## Aufgabe
Schreib den Text über Zypries und Middelhoff vollständig und Wort für Wort ab.

##### Gegebener Text

Zypries fordert Ermittlungen gegen Middelhoff
Bundesjustizministerin Brigitte Zypries (SPD) verlangt derweil Ermittlungen gegen Ex-Arcandor-Chef Thomas Middelhoff. Die zuständige Staatsanwaltschaft solle Hinweise prüfen, wonach Middelhoff und seine Ehefrau an einem Immobilienfonds beteiligt sein sollen, der Gebäude zu außergewöhnlich hohen Mieten an die Arcandor-Tochter Karstadt vermietet haben soll, zitiert der "Spiegel" aus einem Brief von Zypries an ihre nordrhein-westfälische CDU-Kollegin Roswitha Müller-Piepenkötter. Bisher gebe es nur Zeitungsberichte, die darauf hinwiesen. Die Justiz solle klären, ob es ein "strafbares Verhalten von Herrn Middelhoff - etwa wegen Untreue" gegeben habe.

##########
##### Mitgelieferte Zeilen

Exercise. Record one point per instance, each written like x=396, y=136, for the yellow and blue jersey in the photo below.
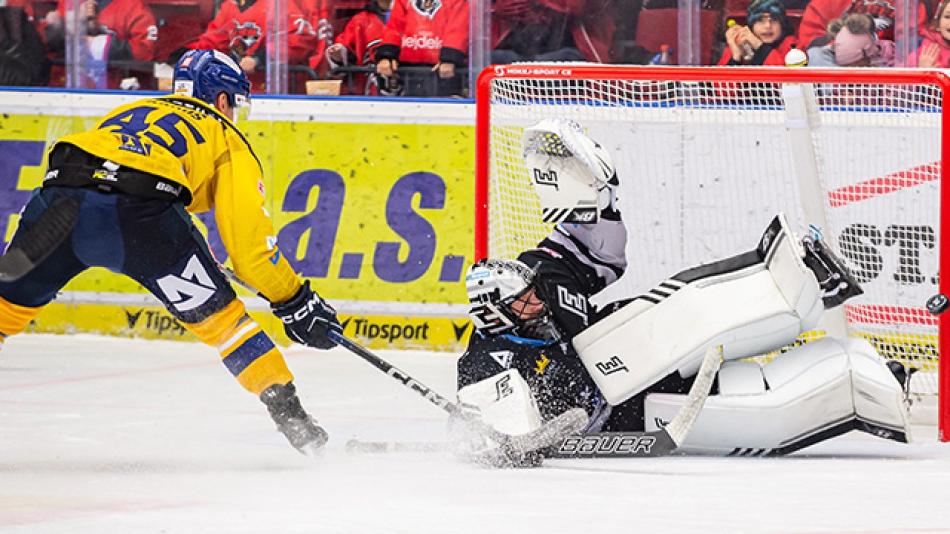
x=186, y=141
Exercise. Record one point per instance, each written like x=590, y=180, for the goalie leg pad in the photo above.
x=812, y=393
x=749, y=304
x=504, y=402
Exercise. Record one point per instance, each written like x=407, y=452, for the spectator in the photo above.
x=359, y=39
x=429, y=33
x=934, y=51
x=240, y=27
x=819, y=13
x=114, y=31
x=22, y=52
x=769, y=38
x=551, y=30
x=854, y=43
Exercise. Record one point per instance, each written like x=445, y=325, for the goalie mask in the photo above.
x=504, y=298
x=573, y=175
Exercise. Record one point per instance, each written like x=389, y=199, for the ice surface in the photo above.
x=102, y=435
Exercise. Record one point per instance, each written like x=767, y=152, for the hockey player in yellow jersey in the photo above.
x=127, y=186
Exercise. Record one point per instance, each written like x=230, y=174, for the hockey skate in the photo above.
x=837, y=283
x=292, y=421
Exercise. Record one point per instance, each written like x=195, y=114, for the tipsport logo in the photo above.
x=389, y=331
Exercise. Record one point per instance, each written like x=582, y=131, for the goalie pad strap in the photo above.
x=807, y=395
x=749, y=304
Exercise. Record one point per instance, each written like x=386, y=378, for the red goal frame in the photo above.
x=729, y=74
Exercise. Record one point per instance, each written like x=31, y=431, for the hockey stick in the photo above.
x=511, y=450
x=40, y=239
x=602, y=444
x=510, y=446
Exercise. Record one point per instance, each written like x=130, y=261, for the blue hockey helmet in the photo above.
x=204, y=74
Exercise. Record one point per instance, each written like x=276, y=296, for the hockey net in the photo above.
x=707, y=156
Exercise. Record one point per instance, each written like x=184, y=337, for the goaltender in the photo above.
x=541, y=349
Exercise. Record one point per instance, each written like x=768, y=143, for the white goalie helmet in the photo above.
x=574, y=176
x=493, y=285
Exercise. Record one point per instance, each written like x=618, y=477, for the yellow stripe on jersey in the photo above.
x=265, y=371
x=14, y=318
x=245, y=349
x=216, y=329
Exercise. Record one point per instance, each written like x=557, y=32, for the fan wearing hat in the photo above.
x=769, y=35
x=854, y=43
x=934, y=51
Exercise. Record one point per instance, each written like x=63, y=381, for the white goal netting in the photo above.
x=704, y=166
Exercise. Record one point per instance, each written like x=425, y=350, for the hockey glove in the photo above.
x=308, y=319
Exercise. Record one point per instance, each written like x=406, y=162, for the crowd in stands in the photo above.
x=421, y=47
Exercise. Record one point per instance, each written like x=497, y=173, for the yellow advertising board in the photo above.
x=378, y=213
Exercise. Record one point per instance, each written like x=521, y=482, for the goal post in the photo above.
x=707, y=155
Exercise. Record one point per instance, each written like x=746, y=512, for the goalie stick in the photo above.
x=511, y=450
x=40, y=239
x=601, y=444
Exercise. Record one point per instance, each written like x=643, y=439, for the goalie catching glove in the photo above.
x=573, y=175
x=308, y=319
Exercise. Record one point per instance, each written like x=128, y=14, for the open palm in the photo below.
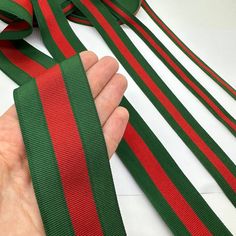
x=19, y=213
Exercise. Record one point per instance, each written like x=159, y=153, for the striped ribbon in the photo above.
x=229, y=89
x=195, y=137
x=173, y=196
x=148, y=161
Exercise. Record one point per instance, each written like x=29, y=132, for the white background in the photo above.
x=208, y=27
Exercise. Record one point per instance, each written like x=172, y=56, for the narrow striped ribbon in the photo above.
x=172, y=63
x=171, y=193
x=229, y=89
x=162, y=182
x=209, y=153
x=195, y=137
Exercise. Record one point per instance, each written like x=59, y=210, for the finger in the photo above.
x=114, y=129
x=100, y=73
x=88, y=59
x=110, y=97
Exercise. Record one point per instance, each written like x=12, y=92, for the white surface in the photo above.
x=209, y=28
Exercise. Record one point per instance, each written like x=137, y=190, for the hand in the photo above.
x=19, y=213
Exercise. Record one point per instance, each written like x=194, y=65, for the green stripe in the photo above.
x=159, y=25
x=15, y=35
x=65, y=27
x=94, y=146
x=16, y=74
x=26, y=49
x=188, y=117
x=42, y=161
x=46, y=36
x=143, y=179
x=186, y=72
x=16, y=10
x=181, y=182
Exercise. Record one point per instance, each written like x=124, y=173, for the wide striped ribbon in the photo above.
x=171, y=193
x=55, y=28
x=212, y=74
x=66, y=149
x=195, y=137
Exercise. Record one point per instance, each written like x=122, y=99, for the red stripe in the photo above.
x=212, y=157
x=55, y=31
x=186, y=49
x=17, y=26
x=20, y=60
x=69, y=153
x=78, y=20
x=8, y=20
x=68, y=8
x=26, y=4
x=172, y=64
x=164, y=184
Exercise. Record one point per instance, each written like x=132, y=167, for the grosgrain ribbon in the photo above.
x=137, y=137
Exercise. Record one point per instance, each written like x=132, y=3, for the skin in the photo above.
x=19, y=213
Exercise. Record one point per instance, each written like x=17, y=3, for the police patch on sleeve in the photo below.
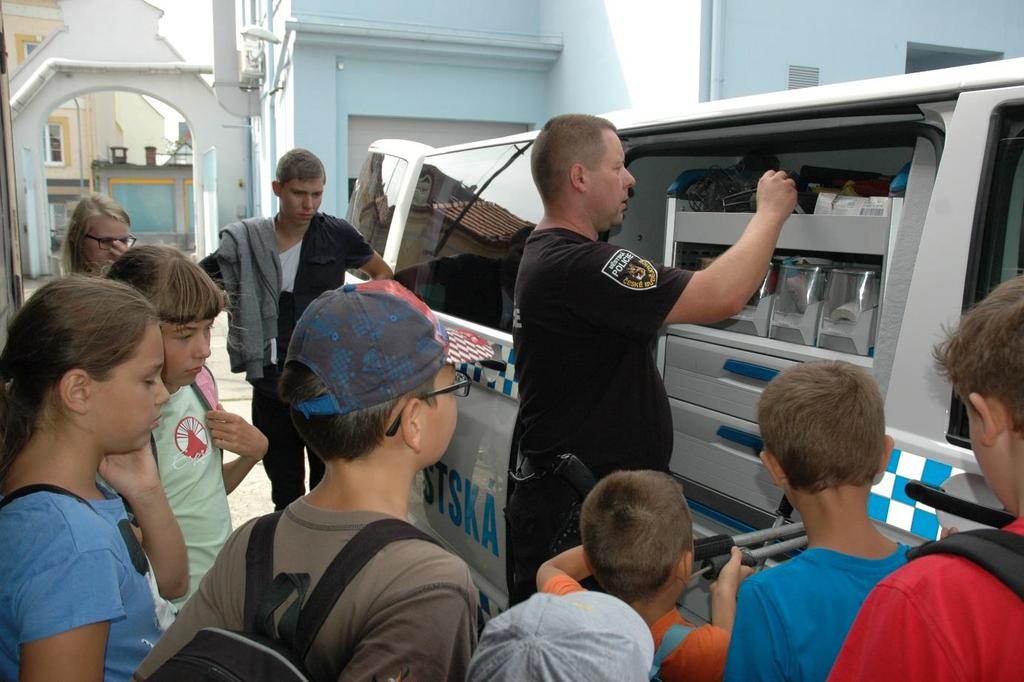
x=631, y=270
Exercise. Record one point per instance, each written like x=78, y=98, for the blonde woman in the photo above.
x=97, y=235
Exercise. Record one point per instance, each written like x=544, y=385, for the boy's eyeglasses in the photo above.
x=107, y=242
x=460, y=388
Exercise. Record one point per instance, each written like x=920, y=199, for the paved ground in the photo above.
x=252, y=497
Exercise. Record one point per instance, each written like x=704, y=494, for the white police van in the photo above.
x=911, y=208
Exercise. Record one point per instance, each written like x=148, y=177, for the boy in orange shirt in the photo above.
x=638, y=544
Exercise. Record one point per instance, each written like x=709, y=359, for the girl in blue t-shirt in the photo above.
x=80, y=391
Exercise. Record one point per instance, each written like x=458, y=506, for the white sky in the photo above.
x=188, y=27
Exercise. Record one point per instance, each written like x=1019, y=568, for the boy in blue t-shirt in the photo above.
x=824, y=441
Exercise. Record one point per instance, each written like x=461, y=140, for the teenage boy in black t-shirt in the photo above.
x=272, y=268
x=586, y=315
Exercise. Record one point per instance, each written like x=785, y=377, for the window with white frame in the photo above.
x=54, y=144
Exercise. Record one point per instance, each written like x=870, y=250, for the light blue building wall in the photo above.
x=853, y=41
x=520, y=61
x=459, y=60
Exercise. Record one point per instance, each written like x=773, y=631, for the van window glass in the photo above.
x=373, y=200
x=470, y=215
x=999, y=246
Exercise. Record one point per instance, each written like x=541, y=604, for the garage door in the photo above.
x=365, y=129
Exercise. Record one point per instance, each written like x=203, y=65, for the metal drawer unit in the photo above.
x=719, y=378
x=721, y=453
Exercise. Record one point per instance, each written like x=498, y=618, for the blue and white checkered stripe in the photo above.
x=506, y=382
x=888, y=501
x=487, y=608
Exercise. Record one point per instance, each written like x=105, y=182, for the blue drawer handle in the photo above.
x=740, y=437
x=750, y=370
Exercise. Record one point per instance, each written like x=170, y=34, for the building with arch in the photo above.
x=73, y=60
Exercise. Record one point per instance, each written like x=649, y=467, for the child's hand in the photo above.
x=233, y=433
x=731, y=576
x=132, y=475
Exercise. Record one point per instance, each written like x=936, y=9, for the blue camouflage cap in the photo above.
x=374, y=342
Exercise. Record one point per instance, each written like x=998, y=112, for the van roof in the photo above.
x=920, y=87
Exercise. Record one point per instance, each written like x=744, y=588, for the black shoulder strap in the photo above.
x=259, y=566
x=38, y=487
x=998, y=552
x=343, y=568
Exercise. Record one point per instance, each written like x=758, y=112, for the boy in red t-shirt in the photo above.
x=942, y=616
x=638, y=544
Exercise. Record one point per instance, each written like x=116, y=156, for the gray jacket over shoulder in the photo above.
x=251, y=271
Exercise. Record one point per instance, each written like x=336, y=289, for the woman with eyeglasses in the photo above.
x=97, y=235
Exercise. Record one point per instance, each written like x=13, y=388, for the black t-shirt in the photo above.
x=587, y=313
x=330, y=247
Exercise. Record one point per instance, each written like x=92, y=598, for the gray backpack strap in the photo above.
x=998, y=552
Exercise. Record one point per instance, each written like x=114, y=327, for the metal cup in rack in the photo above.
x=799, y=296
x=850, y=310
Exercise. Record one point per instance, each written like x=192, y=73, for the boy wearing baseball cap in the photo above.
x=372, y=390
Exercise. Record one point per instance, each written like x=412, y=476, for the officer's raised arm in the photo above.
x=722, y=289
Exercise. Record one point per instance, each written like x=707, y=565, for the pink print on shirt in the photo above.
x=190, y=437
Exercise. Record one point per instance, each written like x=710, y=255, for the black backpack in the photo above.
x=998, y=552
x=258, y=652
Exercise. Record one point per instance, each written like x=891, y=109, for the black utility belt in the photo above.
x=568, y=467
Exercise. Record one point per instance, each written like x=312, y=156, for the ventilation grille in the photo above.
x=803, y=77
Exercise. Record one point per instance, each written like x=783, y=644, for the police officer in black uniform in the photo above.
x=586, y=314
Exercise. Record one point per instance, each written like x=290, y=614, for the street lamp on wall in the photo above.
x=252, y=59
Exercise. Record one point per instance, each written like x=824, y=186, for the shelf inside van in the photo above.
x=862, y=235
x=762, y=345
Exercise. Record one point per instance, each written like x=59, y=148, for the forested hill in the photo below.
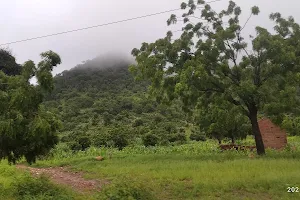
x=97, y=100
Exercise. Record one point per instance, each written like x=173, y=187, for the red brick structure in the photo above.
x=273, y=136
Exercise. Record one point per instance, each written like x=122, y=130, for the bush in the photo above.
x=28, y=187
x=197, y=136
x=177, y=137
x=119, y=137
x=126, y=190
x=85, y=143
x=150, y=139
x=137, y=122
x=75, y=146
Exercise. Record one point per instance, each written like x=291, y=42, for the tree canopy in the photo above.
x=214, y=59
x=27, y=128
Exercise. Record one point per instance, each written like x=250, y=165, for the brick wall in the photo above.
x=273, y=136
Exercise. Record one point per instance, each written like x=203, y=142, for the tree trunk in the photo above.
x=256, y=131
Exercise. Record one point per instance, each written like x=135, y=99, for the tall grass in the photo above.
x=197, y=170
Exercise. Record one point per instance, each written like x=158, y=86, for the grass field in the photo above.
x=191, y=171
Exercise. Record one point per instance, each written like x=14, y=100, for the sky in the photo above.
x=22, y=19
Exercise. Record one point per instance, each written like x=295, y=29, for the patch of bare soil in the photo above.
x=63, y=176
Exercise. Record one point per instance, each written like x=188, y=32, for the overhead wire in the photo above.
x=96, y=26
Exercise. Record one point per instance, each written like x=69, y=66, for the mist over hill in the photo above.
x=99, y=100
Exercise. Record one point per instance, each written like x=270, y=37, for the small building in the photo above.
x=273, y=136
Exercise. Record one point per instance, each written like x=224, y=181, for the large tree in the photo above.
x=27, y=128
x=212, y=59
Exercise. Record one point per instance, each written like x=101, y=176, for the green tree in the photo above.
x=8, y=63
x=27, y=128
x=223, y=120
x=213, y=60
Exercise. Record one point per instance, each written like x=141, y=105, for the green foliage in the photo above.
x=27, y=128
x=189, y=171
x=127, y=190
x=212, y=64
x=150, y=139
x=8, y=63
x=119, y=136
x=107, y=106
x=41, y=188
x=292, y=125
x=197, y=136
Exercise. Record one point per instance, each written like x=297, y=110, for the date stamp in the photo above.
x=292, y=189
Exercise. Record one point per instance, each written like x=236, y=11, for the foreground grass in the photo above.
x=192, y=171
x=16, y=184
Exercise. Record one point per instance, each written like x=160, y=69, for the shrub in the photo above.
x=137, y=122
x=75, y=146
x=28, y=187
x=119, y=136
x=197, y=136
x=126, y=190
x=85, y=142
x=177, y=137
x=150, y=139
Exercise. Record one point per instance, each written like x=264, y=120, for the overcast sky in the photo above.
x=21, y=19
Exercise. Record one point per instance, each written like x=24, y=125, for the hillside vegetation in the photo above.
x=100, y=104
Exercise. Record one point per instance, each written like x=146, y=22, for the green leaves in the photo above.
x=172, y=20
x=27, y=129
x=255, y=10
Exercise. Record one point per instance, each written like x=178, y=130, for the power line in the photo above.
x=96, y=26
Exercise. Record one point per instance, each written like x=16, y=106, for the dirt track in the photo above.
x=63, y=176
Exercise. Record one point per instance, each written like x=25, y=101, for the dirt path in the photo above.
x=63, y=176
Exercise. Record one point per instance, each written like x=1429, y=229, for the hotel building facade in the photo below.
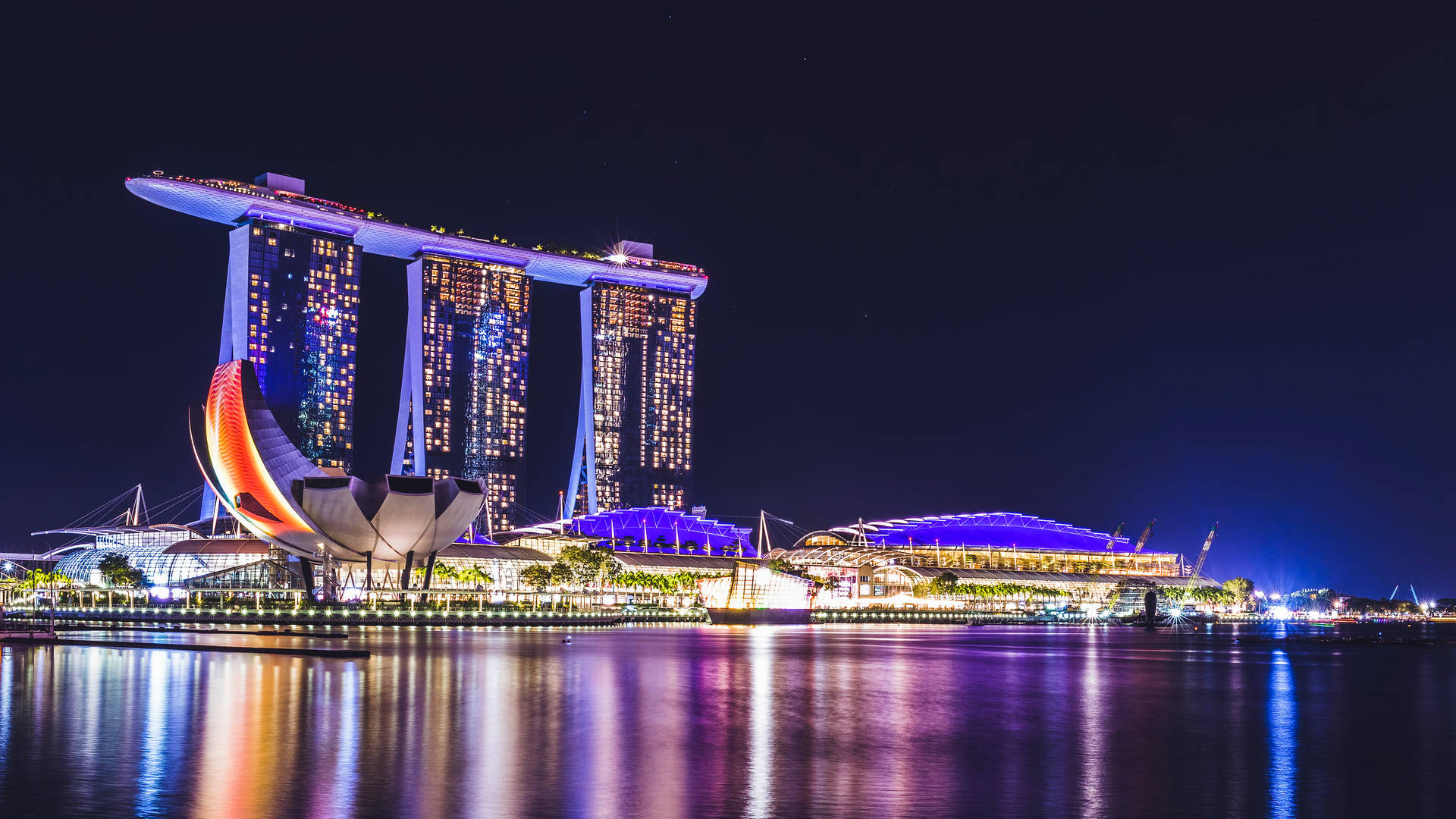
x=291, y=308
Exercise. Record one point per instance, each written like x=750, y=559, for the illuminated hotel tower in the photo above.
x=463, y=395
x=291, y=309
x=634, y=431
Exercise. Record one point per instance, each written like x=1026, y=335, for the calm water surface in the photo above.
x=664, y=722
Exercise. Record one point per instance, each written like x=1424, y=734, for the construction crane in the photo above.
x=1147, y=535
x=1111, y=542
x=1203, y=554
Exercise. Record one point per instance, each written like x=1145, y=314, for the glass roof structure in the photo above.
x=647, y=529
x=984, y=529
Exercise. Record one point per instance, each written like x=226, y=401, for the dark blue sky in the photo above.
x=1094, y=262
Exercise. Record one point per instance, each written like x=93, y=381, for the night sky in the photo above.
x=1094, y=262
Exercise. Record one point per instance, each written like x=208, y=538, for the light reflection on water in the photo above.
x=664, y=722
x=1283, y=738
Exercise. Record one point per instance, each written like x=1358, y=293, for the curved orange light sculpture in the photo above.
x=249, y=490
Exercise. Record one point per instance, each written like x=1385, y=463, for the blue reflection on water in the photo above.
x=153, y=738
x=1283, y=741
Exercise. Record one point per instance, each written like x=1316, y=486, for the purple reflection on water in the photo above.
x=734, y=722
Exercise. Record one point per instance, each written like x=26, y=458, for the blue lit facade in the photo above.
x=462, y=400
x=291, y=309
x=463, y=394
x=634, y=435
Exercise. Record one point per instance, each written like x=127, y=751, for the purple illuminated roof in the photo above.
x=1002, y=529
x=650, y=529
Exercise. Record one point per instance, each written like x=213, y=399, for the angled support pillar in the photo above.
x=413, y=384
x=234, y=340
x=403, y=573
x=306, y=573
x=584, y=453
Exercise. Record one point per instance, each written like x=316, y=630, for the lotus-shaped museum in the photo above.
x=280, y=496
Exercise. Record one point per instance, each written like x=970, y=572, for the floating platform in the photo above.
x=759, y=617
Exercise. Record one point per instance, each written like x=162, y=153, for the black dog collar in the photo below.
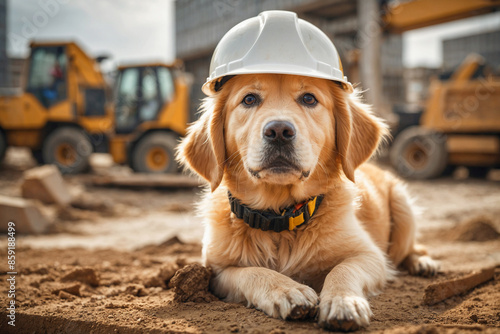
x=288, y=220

##########

## Vollständige Lösung
Zypries fordert Ermittlungen gegen Middelhoff
Bundesjustizministerin Brigitte Zypries (SPD) verlangt derweil Ermittlungen gegen Ex-Arcandor-Chef Thomas Middelhoff. Die zuständige Staatsanwaltschaft solle Hinweise prüfen, wonach Middelhoff und seine Ehefrau an einem Immobilienfonds beteiligt sein sollen, der Gebäude zu außergewöhnlich hohen Mieten an die Arcandor-Tochter Karstadt vermietet haben soll, zitiert der "Spiegel" aus einem Brief von Zypries an ihre nordrhein-westfälische CDU-Kollegin Roswitha Müller-Piepenkötter. Bisher gebe es nur Zeitungsberichte, die darauf hinwiesen. Die Justiz solle klären, ob es ein "strafbares Verhalten von Herrn Middelhoff - etwa wegen Untreue" gegeben habe.